- _PETUNJUK LATIHAN_:
- 1) Jawablah pertanyaan berikut berdasarkan kutipan tentang hukum.
(a) Hukum diartikan sebagai produk keputusan dari dua pihak mana?
(b) Mengapa barang siapa yang melanggar hukum wajib mempertanggungjawabkannya secara hukum?
(c) Keseimbangan antara apa yang perlu dijaga menurut butir pertama tentang keperluan hukum?
- 2) Salin kembali bagian kutipan tentang hukum yang diawali kata-kata "Karena hukum bersifat" dan berhenti setelah "pelaksanaan hak-hak pribadi.", dengan mengganti "sanksi" menjadi "hukuman".

- _KUTIPAN BACAAN_:
* * * * * * * * *

Dari serangkaian defenisi dia tas, umumnya hukum diartikan sangat beragam sebagai berikut:[6]


1. Hukum diartikan sebagai produk keputusan penguasa


2. Hukum diartikan sebagai produk keputusan hakim


3. Hukum diartikan sebagai petugas/pekerja hukum


4. Hukum diartikan sebagai wujud sikap tindak/perilaku


5. Hukum diartikan sebagai norma dan kaidah


6. Hukum diartikan sebagai tata hukum


7. Hukum diartikan sebagai tata nilai


8. Hukum diartikan Ilmu


9. Hukum diartikan sebagai sistem ajaran (disiplin hukum)


10. Hukum sebagai gejala sosial.



Tujuan Hukum


Karena hukum bersifat memaksa, maka barang siapa yang melangar hukum wajib


mempertangung jawabkan secara hukum dan dapat dikenai sanksi sesuai dengan


pelanggarannya. Hukum diperlukan untuk:[7]




  1. Menjaga keseimbangan antara kepentingan individu dan masyarakat, terutama mengenai pelaksanaan hak-hak pribadi.

* * * * * * * * *

- _DATA YANG DISEDIAKAN_:
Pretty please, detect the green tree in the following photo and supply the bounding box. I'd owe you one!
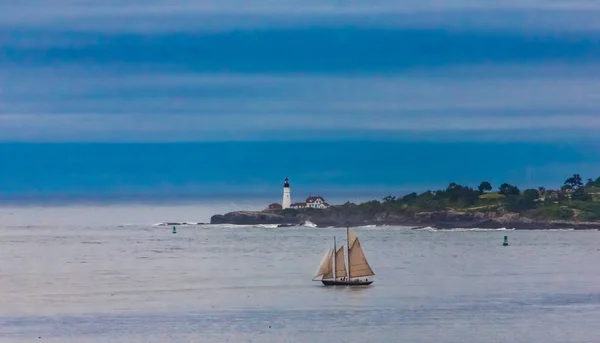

* * * * * * * * *

- _KUNCI JAWABAN_:
- 1)
(a) Penguasa dan hakim.
(b) Karena hukum bersifat memaksa.
(c) Antara kepentingan individu dan masyarakat.

- 2)
Karena hukum bersifat memaksa, maka barang siapa yang melangar hukum wajib


mempertangung jawabkan secara hukum dan dapat dikenai hukuman sesuai dengan


pelanggarannya. Hukum diperlukan untuk:[7]




  1. Menjaga keseimbangan antara kepentingan individu dan masyarakat, terutama mengenai pelaksanaan hak-hak pribadi.